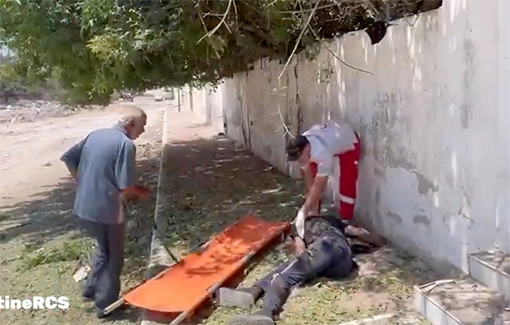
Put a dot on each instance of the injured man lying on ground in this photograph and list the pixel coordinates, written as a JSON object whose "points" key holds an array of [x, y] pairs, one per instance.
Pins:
{"points": [[325, 251]]}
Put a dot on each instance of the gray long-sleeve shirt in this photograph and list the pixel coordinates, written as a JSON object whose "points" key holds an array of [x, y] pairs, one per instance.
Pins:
{"points": [[106, 164]]}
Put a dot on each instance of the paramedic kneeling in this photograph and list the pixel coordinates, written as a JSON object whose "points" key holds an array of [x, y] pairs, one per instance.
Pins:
{"points": [[324, 151], [323, 252]]}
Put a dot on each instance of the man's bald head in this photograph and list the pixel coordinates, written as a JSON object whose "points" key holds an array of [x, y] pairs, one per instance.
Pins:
{"points": [[132, 119]]}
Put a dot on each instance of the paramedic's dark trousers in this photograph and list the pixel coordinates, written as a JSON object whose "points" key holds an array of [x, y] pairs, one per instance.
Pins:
{"points": [[103, 282], [322, 259]]}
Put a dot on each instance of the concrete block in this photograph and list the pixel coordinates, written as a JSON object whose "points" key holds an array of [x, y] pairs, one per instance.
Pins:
{"points": [[461, 301], [492, 268]]}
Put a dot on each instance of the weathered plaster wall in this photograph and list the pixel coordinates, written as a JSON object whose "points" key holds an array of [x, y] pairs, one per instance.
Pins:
{"points": [[432, 114]]}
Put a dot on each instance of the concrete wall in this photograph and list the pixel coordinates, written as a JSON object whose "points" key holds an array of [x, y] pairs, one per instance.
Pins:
{"points": [[433, 115]]}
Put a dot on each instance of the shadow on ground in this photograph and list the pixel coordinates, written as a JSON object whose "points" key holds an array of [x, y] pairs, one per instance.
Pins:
{"points": [[41, 243], [209, 184]]}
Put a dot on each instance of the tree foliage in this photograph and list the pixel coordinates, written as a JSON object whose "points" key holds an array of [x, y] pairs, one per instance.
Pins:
{"points": [[94, 47]]}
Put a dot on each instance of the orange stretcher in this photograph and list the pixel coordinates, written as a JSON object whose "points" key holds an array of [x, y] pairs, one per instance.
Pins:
{"points": [[186, 285]]}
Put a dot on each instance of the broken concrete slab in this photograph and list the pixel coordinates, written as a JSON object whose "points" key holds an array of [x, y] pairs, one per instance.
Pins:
{"points": [[491, 268], [390, 319], [461, 301]]}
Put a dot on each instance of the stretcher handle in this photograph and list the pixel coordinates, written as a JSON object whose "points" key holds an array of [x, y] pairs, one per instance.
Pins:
{"points": [[210, 292]]}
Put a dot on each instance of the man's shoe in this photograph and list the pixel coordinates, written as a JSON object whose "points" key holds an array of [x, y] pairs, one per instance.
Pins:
{"points": [[101, 314], [87, 299], [258, 318], [242, 298]]}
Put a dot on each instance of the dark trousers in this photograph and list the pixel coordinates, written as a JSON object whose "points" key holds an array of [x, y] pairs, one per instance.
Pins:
{"points": [[103, 281], [327, 257]]}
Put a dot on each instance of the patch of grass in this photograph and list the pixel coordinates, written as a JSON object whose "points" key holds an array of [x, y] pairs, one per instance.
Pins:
{"points": [[4, 216], [68, 251]]}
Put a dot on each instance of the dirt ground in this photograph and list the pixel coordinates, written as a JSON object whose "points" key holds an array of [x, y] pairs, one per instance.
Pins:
{"points": [[39, 242], [208, 183]]}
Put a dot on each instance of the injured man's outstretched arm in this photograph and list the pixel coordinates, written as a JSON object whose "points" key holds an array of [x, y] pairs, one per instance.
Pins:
{"points": [[323, 252]]}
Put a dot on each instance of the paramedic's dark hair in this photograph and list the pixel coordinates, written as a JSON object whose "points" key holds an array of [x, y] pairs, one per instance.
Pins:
{"points": [[296, 147]]}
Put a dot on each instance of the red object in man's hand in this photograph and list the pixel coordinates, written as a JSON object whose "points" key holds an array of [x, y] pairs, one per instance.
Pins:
{"points": [[142, 191]]}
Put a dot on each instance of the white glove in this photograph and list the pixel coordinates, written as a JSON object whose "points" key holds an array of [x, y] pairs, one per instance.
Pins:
{"points": [[299, 223]]}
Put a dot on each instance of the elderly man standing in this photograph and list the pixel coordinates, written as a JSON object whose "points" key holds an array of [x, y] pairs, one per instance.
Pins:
{"points": [[104, 167]]}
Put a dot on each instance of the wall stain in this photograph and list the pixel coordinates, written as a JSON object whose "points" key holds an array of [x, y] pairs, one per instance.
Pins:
{"points": [[395, 217], [379, 172], [421, 219], [425, 185]]}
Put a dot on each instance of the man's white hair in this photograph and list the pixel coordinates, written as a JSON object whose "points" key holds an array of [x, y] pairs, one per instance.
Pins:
{"points": [[127, 114]]}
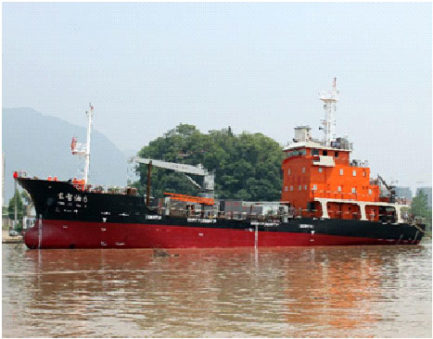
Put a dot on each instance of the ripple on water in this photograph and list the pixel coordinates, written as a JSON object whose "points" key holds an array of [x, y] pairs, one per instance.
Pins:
{"points": [[357, 291]]}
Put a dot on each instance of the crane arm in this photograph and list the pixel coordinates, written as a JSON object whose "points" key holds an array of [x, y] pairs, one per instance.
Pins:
{"points": [[173, 166]]}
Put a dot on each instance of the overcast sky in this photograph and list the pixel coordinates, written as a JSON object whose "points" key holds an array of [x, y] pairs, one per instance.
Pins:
{"points": [[256, 67]]}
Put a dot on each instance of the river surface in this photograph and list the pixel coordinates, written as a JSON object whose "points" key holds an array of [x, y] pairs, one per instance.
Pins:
{"points": [[360, 291]]}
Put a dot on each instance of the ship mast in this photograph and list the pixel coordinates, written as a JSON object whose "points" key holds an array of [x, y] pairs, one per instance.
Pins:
{"points": [[329, 99], [84, 150], [87, 155]]}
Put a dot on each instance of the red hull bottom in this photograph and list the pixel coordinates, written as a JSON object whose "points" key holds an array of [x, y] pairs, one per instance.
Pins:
{"points": [[75, 234]]}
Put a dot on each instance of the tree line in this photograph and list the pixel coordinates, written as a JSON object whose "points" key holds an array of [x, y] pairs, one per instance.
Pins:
{"points": [[246, 166]]}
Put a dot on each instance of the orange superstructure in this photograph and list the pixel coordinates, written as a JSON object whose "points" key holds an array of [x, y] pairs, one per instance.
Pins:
{"points": [[320, 179]]}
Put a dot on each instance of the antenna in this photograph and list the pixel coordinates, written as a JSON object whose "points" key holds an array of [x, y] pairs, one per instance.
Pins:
{"points": [[89, 130], [329, 99]]}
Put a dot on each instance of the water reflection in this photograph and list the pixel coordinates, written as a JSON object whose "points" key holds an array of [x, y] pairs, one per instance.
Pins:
{"points": [[295, 292]]}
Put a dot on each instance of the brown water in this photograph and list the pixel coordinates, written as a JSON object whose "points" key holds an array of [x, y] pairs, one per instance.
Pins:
{"points": [[364, 291]]}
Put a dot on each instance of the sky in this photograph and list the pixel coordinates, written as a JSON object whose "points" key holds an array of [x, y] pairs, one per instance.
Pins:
{"points": [[257, 67]]}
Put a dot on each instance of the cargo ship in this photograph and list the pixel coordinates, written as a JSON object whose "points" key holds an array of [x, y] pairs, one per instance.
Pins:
{"points": [[326, 199]]}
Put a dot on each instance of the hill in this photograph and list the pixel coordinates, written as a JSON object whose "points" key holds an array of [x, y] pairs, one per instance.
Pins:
{"points": [[40, 145]]}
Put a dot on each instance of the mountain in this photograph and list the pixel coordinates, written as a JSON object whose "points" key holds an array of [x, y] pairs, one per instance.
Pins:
{"points": [[40, 145]]}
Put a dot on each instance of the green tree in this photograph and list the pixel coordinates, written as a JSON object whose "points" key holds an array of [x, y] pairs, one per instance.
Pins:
{"points": [[246, 166], [420, 208]]}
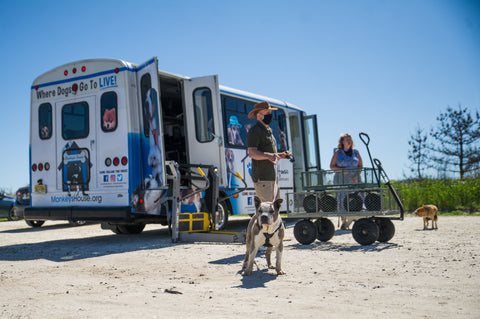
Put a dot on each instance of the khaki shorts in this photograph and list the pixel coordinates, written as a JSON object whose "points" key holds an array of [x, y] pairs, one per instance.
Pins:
{"points": [[265, 190]]}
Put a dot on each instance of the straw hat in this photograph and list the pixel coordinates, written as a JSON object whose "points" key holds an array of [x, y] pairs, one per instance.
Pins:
{"points": [[259, 107]]}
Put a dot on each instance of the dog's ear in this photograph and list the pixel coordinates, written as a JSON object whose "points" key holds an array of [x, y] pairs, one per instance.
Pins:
{"points": [[257, 202], [277, 204]]}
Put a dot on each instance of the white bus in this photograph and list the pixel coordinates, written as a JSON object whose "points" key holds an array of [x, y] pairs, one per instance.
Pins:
{"points": [[103, 131]]}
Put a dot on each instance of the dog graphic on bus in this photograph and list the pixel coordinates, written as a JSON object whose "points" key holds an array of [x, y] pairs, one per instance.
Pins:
{"points": [[147, 195], [109, 120]]}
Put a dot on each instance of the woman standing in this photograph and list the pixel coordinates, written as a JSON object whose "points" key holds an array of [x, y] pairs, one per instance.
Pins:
{"points": [[346, 158]]}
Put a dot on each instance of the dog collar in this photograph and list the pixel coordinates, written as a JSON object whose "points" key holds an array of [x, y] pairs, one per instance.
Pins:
{"points": [[268, 236]]}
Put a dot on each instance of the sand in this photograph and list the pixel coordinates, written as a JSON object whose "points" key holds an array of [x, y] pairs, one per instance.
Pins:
{"points": [[61, 271]]}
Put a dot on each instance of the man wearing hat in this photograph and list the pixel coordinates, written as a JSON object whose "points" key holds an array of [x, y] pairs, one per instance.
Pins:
{"points": [[262, 149]]}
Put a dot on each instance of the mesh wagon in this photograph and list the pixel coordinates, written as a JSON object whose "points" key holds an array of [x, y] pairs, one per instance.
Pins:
{"points": [[356, 193]]}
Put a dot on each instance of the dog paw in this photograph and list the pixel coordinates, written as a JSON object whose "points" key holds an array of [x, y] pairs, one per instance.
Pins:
{"points": [[247, 272]]}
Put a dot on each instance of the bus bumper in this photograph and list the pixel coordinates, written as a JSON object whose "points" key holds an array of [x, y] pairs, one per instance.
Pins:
{"points": [[114, 213]]}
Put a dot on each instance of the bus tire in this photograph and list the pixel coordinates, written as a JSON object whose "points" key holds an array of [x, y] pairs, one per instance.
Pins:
{"points": [[305, 232]]}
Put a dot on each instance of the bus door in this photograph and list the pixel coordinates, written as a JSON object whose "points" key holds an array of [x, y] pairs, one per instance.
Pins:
{"points": [[303, 132], [152, 168], [204, 127], [76, 144], [312, 152]]}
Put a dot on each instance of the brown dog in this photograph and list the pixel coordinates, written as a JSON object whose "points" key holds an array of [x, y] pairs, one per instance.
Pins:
{"points": [[428, 212]]}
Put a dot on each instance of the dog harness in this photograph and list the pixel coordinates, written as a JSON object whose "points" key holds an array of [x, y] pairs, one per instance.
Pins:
{"points": [[268, 236]]}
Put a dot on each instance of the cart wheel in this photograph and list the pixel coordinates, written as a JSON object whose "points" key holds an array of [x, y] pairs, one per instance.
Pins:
{"points": [[353, 202], [327, 203], [386, 228], [365, 231], [305, 232], [373, 201], [325, 229]]}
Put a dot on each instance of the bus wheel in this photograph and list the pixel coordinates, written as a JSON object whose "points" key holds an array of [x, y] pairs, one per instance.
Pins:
{"points": [[305, 232], [221, 216], [387, 229], [130, 229], [35, 223], [325, 229], [365, 231], [77, 222]]}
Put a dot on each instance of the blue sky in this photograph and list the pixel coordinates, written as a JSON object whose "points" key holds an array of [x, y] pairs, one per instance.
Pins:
{"points": [[380, 67]]}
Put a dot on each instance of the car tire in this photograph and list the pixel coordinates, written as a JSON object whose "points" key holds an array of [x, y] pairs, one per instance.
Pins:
{"points": [[11, 214], [35, 223]]}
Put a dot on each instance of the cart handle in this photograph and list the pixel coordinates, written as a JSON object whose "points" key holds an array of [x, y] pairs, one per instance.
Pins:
{"points": [[366, 141]]}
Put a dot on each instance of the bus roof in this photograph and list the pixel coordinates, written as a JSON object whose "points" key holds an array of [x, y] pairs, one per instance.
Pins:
{"points": [[98, 67], [257, 98]]}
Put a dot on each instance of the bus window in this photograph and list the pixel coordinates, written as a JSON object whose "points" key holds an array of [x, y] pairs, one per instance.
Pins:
{"points": [[108, 111], [45, 121], [281, 134], [237, 122], [145, 85], [75, 121], [203, 110]]}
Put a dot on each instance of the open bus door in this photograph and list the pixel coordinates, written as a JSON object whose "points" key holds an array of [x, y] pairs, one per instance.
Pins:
{"points": [[204, 125], [310, 140]]}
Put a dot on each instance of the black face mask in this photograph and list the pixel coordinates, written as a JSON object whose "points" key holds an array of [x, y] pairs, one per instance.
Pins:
{"points": [[267, 119]]}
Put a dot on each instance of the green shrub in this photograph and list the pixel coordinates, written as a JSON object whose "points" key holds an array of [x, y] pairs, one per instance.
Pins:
{"points": [[446, 194]]}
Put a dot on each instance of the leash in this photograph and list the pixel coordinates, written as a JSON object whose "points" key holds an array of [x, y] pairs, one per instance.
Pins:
{"points": [[268, 236], [275, 185]]}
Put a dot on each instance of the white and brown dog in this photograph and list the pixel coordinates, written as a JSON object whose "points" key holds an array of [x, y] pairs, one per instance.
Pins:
{"points": [[265, 228], [428, 212]]}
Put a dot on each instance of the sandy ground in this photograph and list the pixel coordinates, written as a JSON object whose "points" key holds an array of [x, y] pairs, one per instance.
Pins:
{"points": [[60, 271]]}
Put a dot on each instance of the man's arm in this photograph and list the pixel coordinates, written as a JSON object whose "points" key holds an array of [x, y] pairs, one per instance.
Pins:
{"points": [[258, 155]]}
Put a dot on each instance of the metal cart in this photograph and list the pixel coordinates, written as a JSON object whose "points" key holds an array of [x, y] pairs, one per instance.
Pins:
{"points": [[355, 193]]}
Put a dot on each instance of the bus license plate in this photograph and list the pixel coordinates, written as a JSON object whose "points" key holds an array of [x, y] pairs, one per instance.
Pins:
{"points": [[42, 189]]}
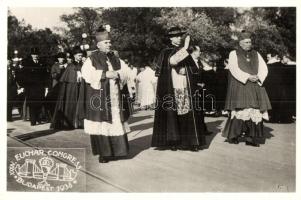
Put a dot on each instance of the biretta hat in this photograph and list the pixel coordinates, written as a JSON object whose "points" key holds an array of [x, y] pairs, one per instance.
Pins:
{"points": [[175, 31], [34, 51], [102, 33], [244, 35], [76, 50], [60, 55]]}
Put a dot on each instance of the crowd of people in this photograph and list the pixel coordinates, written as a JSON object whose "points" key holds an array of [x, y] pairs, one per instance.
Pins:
{"points": [[96, 90]]}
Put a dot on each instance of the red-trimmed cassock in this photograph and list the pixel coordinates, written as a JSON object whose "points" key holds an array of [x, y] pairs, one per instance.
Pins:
{"points": [[247, 101], [179, 119]]}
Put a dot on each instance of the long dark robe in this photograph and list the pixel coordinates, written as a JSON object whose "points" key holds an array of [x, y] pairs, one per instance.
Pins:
{"points": [[35, 79], [169, 127], [53, 92], [65, 115], [243, 96]]}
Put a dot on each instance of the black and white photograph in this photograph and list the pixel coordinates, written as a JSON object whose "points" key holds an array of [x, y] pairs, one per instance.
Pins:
{"points": [[153, 98]]}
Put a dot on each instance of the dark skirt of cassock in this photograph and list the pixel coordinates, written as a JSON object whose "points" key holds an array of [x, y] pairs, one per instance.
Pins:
{"points": [[104, 146], [242, 96], [169, 127], [65, 114]]}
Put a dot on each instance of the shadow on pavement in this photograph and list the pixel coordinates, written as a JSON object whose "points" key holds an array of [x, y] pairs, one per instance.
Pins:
{"points": [[142, 127], [36, 134], [9, 130], [140, 118]]}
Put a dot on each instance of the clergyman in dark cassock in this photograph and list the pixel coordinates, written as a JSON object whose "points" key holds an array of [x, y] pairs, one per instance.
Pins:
{"points": [[177, 122], [105, 118], [65, 114], [35, 81], [56, 72], [11, 90], [246, 100], [279, 97]]}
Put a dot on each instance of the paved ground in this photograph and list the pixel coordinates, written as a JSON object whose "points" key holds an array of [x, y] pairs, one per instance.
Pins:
{"points": [[220, 168]]}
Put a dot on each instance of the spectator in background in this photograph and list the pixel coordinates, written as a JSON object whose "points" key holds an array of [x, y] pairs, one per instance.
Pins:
{"points": [[286, 60], [246, 98], [65, 116]]}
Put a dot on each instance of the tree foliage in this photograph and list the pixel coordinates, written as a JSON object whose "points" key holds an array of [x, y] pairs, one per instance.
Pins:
{"points": [[139, 33], [22, 37]]}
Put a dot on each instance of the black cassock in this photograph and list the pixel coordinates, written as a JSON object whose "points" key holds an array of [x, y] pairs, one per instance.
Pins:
{"points": [[35, 79], [65, 114], [170, 128]]}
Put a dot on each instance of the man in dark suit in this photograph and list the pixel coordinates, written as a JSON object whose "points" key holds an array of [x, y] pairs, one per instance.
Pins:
{"points": [[195, 53], [35, 79]]}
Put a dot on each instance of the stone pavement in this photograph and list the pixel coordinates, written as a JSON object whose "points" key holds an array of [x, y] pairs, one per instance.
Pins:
{"points": [[222, 167]]}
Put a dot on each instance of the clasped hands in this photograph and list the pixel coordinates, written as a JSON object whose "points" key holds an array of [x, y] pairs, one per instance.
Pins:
{"points": [[112, 75], [253, 78]]}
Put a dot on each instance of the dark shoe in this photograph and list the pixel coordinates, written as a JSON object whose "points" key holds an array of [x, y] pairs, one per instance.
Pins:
{"points": [[232, 141], [102, 160], [194, 148], [208, 132], [173, 148], [252, 144]]}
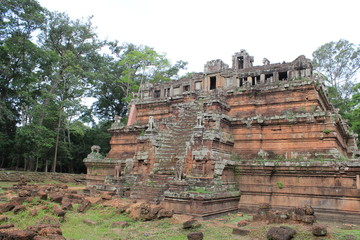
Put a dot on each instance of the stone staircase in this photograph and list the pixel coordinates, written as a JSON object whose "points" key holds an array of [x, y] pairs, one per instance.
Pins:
{"points": [[152, 189], [175, 142]]}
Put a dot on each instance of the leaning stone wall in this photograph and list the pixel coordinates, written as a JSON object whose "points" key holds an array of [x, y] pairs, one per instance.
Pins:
{"points": [[331, 188], [14, 176]]}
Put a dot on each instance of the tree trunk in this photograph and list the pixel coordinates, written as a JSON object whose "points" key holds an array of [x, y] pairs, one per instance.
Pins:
{"points": [[56, 144], [37, 164]]}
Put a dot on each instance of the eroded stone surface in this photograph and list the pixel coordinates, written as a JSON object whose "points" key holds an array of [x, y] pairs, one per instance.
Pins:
{"points": [[186, 141]]}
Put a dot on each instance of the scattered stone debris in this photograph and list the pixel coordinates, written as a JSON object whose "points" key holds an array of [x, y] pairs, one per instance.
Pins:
{"points": [[121, 224], [280, 233], [319, 230], [303, 215], [242, 223], [195, 236], [240, 232], [90, 222], [191, 224]]}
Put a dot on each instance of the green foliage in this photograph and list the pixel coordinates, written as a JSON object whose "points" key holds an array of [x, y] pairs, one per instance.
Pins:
{"points": [[199, 190], [327, 131], [48, 64], [339, 63]]}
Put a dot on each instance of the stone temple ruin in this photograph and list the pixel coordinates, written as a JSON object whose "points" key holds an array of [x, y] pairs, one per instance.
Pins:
{"points": [[233, 137]]}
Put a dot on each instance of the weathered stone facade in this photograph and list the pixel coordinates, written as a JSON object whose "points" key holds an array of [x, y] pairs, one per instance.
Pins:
{"points": [[186, 141]]}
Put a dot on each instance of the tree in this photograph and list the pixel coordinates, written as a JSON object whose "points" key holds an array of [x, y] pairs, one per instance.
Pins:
{"points": [[19, 58], [123, 71], [339, 63], [73, 47]]}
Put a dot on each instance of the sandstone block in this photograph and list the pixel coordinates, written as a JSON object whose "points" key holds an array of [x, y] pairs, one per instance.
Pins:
{"points": [[195, 236], [319, 230], [280, 233], [240, 232]]}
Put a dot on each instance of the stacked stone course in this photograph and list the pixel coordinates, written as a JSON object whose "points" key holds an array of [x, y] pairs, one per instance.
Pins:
{"points": [[195, 143]]}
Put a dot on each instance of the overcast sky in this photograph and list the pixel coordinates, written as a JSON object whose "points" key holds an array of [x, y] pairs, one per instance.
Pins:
{"points": [[197, 31]]}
--------------------------------------------------
• WRITTEN TASK:
Locate the line with "Put a dot on each instance of the weathered stone" in the entries above; extract it and every line after it, verbatim.

• RESULT OF THE TASK:
Put a dot on each instance of the weathered stone facade in this photograph and list the pixel coordinates, written as a JSON object whose "points" key holds an array of [x, y] pairs, one per instance.
Pins:
{"points": [[186, 141]]}
Put a dot on each instance of the tree in this photograph and list the pixel coordinates, written as a JSON object whose "points" key holds an array of [x, y] pairs, one per instance.
Pins:
{"points": [[19, 58], [123, 71], [339, 63], [73, 47]]}
Put a dot on each instance of the sandstone block in this photograph and list the pixel coordinates, written as a JSON object whose "points" key holds an array of [x, y] pairs, one per instance.
Pins:
{"points": [[195, 236], [319, 230], [280, 233], [240, 232]]}
Put a dot on each instance of the stacked stone course in this photograph and list the pixel coordinates, written as a JSON object whose "points" key holds an array of [x, y] pairs, one per instance.
Pins:
{"points": [[195, 143]]}
Put a dot on each instance of the overcast sky in this photograph and list the pixel coordinates, written as a JSON object whose "points" key holds an array of [x, y] pairs, one per instance.
Pins:
{"points": [[197, 31]]}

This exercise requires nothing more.